Ingevoerde gegevens:
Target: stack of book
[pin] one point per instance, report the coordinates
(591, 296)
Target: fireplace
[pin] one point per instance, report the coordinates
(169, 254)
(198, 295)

Over de opdracht: Schrijf alle regels van het materiaal hierboven woord voor woord over.

Jouw antwoord:
Target: stack of book
[pin] one point per instance, report the coordinates
(591, 296)
Target: fireplace
[pin] one point per instance, report the coordinates
(169, 254)
(198, 295)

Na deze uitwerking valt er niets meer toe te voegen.